§ **PROVIDED PASSAGE**
________________________

# Pensacola International RECAP



## bully48 (Aug 2, 2008)

First of all thank you to all who fished. Its nice to see some great reports on here. When you have a tournament you always hope that everyone walks away happy and with some great fish stories and memories of a great weekend. Also a big Thank you to those who were not able to fish but came down to cheer on these guys when they weighed their fish. For those who were there you can atest to the LARGE gathering that showed up both Friday Night and a huge crowd on Saturday. I heard from many of the anglers and captains who said how cool it was to walk up the walk way with so many people there awing over their catch. Our tournament chairman Perry Palmer did an outstanding job putting this thing on. Also Thank you to all the members of PBGFC who helped out as well. Keep in mind we are a volunteer organization so alot of time and hard work goes into these tournaments.

We had 62 boats that fished. Our tournament payout was based on a 70 boat Min. but the PBGFC board of directors got together at the captains banquet and agreed to go FULL PAYOUT and Guarenteed all Tournament payouts. There was 1 Blue Marlin Brought to the dock. 492.6 aboard the CLICK THROUGH Capt. Matt Mauldwin, Angler Keith English and their crew were the Tournament Champions with total winnings over $51,000. There were 3 swordfish weighed, 39 tuna weighed, 36 wahoo weighed and 33 dolphin weighed. There were a 33 Billfish released 12 Blue marlin, 17 White marlin and 4 Sailfish. These are just the ones that were brought in to be verified. The Top Tag & Release Boat was Team SHAGGYS and the CHEESEBURGER with 2 Blues and a White released on 5o. Top C&R Angler was Ron Ladner aboard the CHEESEBURGER. The Top Small Boat/ Outboard went to SHADY LADY a 36 yellowfin on its first trip in the gulf in this boat.

________________________

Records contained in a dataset
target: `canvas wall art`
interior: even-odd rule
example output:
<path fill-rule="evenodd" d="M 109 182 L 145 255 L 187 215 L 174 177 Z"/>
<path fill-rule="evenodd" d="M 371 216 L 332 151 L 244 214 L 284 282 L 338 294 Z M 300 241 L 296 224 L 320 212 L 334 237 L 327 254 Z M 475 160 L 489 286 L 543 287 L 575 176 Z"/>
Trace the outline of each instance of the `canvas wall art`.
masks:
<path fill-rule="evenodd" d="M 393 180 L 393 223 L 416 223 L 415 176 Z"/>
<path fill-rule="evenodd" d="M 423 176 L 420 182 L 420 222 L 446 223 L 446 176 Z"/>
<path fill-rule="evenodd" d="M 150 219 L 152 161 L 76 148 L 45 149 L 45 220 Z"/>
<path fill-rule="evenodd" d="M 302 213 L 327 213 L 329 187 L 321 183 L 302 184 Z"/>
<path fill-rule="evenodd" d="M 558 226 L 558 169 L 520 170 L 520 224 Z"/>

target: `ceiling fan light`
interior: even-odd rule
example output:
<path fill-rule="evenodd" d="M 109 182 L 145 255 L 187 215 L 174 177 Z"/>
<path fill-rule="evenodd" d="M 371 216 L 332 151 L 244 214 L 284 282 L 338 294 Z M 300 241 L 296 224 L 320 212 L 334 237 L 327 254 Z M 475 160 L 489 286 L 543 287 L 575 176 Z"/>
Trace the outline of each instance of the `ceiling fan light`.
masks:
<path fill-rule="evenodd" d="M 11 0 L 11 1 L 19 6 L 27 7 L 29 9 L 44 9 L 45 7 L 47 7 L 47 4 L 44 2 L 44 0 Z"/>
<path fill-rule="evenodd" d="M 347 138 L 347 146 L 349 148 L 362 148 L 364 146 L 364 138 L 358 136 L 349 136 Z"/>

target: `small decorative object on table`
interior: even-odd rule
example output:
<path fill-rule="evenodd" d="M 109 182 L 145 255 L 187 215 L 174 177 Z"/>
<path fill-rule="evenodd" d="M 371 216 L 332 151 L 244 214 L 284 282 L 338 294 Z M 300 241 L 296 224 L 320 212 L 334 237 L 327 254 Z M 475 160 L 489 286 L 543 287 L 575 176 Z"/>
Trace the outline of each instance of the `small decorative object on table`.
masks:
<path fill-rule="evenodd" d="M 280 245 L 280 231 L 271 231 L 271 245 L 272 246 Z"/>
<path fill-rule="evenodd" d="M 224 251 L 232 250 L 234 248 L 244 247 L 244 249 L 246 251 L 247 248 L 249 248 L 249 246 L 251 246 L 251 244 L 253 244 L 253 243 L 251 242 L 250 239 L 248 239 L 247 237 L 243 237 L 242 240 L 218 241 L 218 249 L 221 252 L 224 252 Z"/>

________________________

§ **WRITTEN EXERCISE 1**
According to the Pensacola International recap, how many boats fished in the tournament?
§ **WRITTEN EXERCISE 2**
Rewrite the part of the Pensacola International recap starting at "## bully48 (Aug" and ending at "into these tournaments.", swapping "outstanding" for "excellent".

§ **CORRECT OUTPUT 1**
62 boats fished in the tournament.

§ **CORRECT OUTPUT 2**
## bully48 (Aug 2, 2008)

First of all thank you to all who fished. Its nice to see some great reports on here. When you have a tournament you always hope that everyone walks away happy and with some great fish stories and memories of a great weekend. Also a big Thank you to those who were not able to fish but came down to cheer on these guys when they weighed their fish. For those who were there you can atest to the LARGE gathering that showed up both Friday Night and a huge crowd on Saturday. I heard from many of the anglers and captains who said how cool it was to walk up the walk way with so many people there awing over their catch. Our tournament chairman Perry Palmer did an excellent job putting this thing on. Also Thank you to all the members of PBGFC who helped out as well. Keep in mind we are a volunteer organization so alot of time and hard work goes into these tournaments.